> [Job]
Pick up the article below on simple design habits for full-stack and backend developers, and continue writing it from its final sentence.

> [Passage provided]
=-=-=-=-=

Are you a full-stack or backend web developer?
You might think that your design skills don't really matter. In fact, many developers that I've talked to shy sharply away from anything related to aesthetics.
For some people, highly technical people in particular, design can seem like a foreign language.
However, you should know that in many situations, being able to make your work presentable makes a world of difference. If you ever want to get users for a personal project, launch your own SaaS product, or have a portfolio you can showcase, how it looks to the end user will have a big impact.
I'm definitely not going to try to persuade you to go to design school or take some in-depth course though. That'd be a huge waste of energy for most people.
But there are some simple things you can do that will give your work a nice, sharp look without requiring too much effort on your end.
If you want to make your work look decent without lifting a finger, start by mastering a tool like Bootstrap or Tailwind.
There are many good frameworks out there, and if you really dig into them, they offer strong guidelines on when to use which type of element or component. This is great because it means you don't really have to think.
It does mean that you will need to take a week or two and study the documentation. It's a worthwhile investment.
"But don't all Bootstrap sites look the same..."
Out of the box they certainly can.
First of all, whenever you "roll your own" CSS, unless you're actually good at it, you're guaranteed to end up with something that looks worse than a boring, generic Bootstrap site.
Second, the reason I suggest to really dig in and learn the ins and outs of the framework is that they each offer a lot of customization options, but you need to know what they are and how to best use them.
For example, it's not too difficult with Bootstrap to make something that looks totally custom, but you won't get that by copying and pasting the code snippets from the documentation.
"I heard real programmers don't use bootstrap [or insert framework]..."
I've heard that too, but it's complete nonsense.
First, many companies use CSS frameworks, and many of them use Bootstrap. I've used it at multiple companies large and small.
Even if companies weren't using it, whether or not you should is really based on what you want to be recongnized for.
Here's what I mean.
If you're a full-stack developer, and you're working on becoming an expert in OOP, should you really care if someone likes your CSS skills? Do they really care about your CSS skills?
But if your portfolio or personal projects look awful, they will definitely notice that.
If you're not familiar with the concept of a "font pair", often times different fonts are selected for different types of content to create a unique vibe. For example, headings might be one font while paragraphs are another.
If you go to Google fonts and click on a font you like, when you scroll all the way down the page, you can see "popular pairings" with examples of what they look like together.
It's not important to become an expert in fonts, but if you do some quick Google searching for nice font pairs and check around Google fonts, you should be able to choose some that will look great and make your work stand out.
In the case of Google fonts, they are actually doing some of the hard work for you and suggesting pairings. I personally just pick a font from the most popular section and then grab one of the suggested pairs.
I always use the same colors when I start a project. Always.
Not the exact same theme, but I pick colors from the same color set.
MaterializeCSS has a pre-made palette that you can choose from. It covers the entire color spectrum and offers a base color and shades for each main color.
Why do this?
On one of my first freelance projects, I went back and forth with the client for 3 days debating about the shade of orange we should use. It was a very expensive choice for the client and ended up making me work extra to hit a deadline.
Early on in a project, those choices don't matter all that much. I don't want to spend my days looking at swatches, so I decided to take a color system that someone else developed, and just use it.

=-=-=-=-=

> [Dataset excerpt]

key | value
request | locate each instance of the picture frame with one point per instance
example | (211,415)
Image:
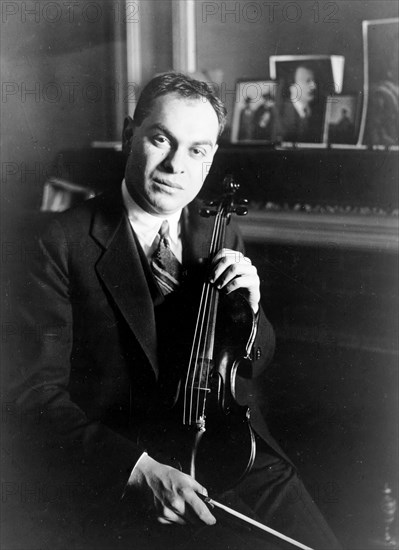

=-=-=-=-=

> [The result]
Obviously once a project gets big, it can be worth it to develop your own color system. But you hire designers to do that sort of thing.
As a developer, you keep yourself more productive and prevent yourself from wasting too much time by starting with a limited set of options.
If you consider yourself a full-stack or backend web developer, odds are that you aren't building brochure websites for people. You're more likely to be building web applications, platforms, and etc.
That said, think about things in that territory that you use on a regular basis.
For example, I make frequent use of Heroku, Honeybadger, Github, New Relic, and a handful of other developer tools.
Take some time and look through the tools that you like the most and take note of what they have in common, and what's different.
For example, both Github and Heroku make use of a lot of soft gray backgrounds paired with white backgrounds. They both put a small border radius on boxes and content-containing elements. They even follow a similar information architecture.
Github has more of a dark gray and white vibe with colors used to indicate things like statuses. Heroku does the same, but it also has a strong presence of purple.
If you look at Heroku as a logged in user, notice how little purple there actually is though. It's obviously the main color, but it's not overpowering.
After you've studied your favorite sites like the last section suggested, you should have a sense of how much color your favorite platforms use and where they use them.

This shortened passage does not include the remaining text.